Task goal: Print the lines below without any changes, covering every one of the entries.
--- Given entries ---
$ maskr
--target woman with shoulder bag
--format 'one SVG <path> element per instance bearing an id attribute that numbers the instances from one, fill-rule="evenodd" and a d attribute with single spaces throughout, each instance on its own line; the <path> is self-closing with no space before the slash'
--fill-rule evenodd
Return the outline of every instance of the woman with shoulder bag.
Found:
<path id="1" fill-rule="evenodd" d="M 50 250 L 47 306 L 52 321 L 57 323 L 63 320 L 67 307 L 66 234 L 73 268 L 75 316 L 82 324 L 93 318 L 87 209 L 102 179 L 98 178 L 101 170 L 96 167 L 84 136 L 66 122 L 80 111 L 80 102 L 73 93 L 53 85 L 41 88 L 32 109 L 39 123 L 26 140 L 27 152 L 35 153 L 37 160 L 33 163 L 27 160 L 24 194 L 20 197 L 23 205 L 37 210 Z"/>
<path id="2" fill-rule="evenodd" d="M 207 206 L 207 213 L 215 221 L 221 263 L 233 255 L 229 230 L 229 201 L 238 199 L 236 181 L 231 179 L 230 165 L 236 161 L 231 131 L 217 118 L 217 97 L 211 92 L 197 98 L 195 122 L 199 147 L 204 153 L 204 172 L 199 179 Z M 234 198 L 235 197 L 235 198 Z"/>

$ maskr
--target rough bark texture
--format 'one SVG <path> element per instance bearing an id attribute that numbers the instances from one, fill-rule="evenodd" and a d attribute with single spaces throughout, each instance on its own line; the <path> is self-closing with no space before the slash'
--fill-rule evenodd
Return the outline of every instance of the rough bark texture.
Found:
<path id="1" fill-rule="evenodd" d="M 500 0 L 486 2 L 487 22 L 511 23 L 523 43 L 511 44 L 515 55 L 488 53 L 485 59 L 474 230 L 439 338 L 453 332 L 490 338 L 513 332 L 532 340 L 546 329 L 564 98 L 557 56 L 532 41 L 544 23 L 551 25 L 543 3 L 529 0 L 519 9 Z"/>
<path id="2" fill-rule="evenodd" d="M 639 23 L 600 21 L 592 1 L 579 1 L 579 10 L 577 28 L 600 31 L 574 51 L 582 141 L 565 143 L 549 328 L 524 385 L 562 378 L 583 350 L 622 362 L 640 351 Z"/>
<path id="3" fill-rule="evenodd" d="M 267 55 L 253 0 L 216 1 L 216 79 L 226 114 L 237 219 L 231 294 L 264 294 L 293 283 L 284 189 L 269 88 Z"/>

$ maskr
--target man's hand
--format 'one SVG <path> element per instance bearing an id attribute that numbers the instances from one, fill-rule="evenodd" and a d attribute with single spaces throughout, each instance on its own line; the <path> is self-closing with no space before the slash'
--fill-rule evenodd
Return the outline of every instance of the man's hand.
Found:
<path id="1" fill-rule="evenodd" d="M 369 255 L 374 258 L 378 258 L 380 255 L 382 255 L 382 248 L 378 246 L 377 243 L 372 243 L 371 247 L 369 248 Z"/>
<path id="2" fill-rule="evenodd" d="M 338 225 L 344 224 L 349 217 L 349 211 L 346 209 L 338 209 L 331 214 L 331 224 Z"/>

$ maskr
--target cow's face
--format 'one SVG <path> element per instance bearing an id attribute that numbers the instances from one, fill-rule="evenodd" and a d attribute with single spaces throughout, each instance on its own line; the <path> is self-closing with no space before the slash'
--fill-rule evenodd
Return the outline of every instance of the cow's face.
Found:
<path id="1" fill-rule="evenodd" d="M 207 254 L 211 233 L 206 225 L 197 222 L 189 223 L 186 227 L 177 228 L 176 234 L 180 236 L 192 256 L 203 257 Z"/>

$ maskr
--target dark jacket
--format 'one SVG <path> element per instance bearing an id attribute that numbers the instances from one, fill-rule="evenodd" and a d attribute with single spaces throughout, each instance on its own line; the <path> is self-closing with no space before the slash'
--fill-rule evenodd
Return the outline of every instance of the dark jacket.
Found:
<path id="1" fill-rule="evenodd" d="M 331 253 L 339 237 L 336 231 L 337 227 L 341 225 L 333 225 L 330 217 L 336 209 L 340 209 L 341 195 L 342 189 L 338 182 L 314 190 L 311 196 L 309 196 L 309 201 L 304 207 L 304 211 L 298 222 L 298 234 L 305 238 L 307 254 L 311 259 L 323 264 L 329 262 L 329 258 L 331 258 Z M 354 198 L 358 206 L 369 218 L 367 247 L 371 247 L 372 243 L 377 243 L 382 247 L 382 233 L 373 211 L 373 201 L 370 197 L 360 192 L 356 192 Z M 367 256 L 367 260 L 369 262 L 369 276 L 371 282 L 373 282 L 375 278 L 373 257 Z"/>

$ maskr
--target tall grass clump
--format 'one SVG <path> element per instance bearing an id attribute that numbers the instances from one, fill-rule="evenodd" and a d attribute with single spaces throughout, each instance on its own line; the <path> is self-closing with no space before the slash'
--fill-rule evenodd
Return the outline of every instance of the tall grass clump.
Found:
---
Solution to this problem:
$ maskr
--target woman with shoulder bag
--format 'one SVG <path> element per instance bearing an id attribute that numbers the instances from one, fill-rule="evenodd" and a d attribute with single spaces throughout, each instance on its own line; the <path> is self-closing with no space before the slash'
--fill-rule evenodd
Return the outline of every instance of the woman with shoulder bag.
Found:
<path id="1" fill-rule="evenodd" d="M 50 250 L 47 306 L 52 321 L 57 323 L 63 320 L 67 307 L 66 234 L 73 268 L 75 316 L 82 324 L 93 318 L 87 209 L 102 179 L 98 178 L 101 170 L 96 167 L 84 136 L 66 122 L 80 111 L 80 102 L 73 93 L 53 85 L 41 88 L 32 109 L 39 123 L 26 140 L 27 152 L 35 153 L 37 160 L 33 163 L 27 160 L 24 194 L 20 197 L 23 205 L 37 210 Z"/>
<path id="2" fill-rule="evenodd" d="M 207 206 L 207 213 L 215 221 L 221 263 L 233 255 L 229 230 L 229 201 L 238 199 L 236 181 L 231 179 L 230 165 L 236 161 L 231 131 L 217 118 L 217 97 L 211 92 L 197 98 L 195 122 L 199 147 L 204 153 L 204 172 L 199 179 Z M 234 198 L 235 197 L 235 198 Z"/>

$ maskr
--target rough bark texture
--format 'one SVG <path> element per instance bearing an id attribute that numbers the instances from one, fill-rule="evenodd" and a d attribute with single spaces throughout, each instance on its own line; the <path> is self-closing with no space before the slash'
--fill-rule evenodd
Return the outline of every instance of the rough bark texture.
Found:
<path id="1" fill-rule="evenodd" d="M 500 0 L 486 2 L 487 22 L 511 23 L 523 43 L 511 44 L 515 55 L 488 53 L 485 59 L 474 230 L 439 338 L 453 332 L 490 338 L 513 332 L 532 340 L 546 329 L 564 98 L 557 56 L 532 41 L 544 23 L 551 25 L 543 3 L 529 0 L 519 9 Z"/>
<path id="2" fill-rule="evenodd" d="M 639 23 L 600 21 L 592 1 L 579 1 L 579 10 L 577 28 L 600 31 L 574 51 L 582 141 L 565 143 L 549 328 L 524 385 L 562 378 L 583 350 L 622 362 L 640 351 Z"/>
<path id="3" fill-rule="evenodd" d="M 267 55 L 253 0 L 216 1 L 216 79 L 226 114 L 237 219 L 231 294 L 264 294 L 293 283 L 284 189 L 269 88 Z"/>

$ maskr
--target man's hand
--format 'one SVG <path> element per instance bearing an id attribute that numbers the instances from one, fill-rule="evenodd" and a d attribute with single spaces throughout, each instance on its own line; the <path> is self-closing with no space before the slash'
--fill-rule evenodd
Return the outline of every instance of the man's hand.
Found:
<path id="1" fill-rule="evenodd" d="M 369 255 L 374 258 L 378 258 L 380 255 L 382 255 L 382 248 L 378 246 L 377 243 L 372 243 L 371 247 L 369 248 Z"/>
<path id="2" fill-rule="evenodd" d="M 338 225 L 344 224 L 349 217 L 349 211 L 346 209 L 338 209 L 331 214 L 331 224 Z"/>

$ maskr
--target cow's face
--format 'one SVG <path> element per instance bearing an id attribute that numbers the instances from one, fill-rule="evenodd" and a d attribute with single spaces throughout, each instance on its own line; the <path> is self-closing with no space before the slash'
--fill-rule evenodd
Return the outline of every instance of the cow's face.
Found:
<path id="1" fill-rule="evenodd" d="M 207 254 L 211 233 L 206 225 L 197 222 L 189 223 L 186 227 L 177 228 L 176 234 L 180 236 L 192 256 L 203 257 Z"/>

$ maskr
--target dark jacket
--format 'one SVG <path> element per instance bearing an id attribute that numbers the instances from one, fill-rule="evenodd" and a d attribute with single spaces throughout, each instance on its own line; the <path> is self-closing with no space before the slash'
--fill-rule evenodd
Return the outline of every instance of the dark jacket.
Found:
<path id="1" fill-rule="evenodd" d="M 331 253 L 339 237 L 336 231 L 337 227 L 341 225 L 333 225 L 330 217 L 336 209 L 340 209 L 341 195 L 342 189 L 338 182 L 314 190 L 311 196 L 309 196 L 309 201 L 304 207 L 304 211 L 298 222 L 298 234 L 305 238 L 307 254 L 311 259 L 323 264 L 329 262 L 329 258 L 331 258 Z M 354 198 L 358 206 L 369 218 L 367 247 L 371 247 L 372 243 L 377 243 L 382 247 L 382 233 L 373 211 L 373 201 L 370 197 L 360 192 L 356 192 Z M 367 256 L 367 260 L 369 262 L 369 276 L 371 282 L 373 282 L 375 278 L 373 257 Z"/>

$ maskr
--target tall grass clump
--format 'one SVG <path> element per instance bearing an id attribute that numbers the instances from one, fill-rule="evenodd" and a d attribute with single spaces throughout, each instance on its own line; the <path> is self-closing with no space before the slash'
--fill-rule evenodd
Return the outline of every instance of the tall grass clump.
Found:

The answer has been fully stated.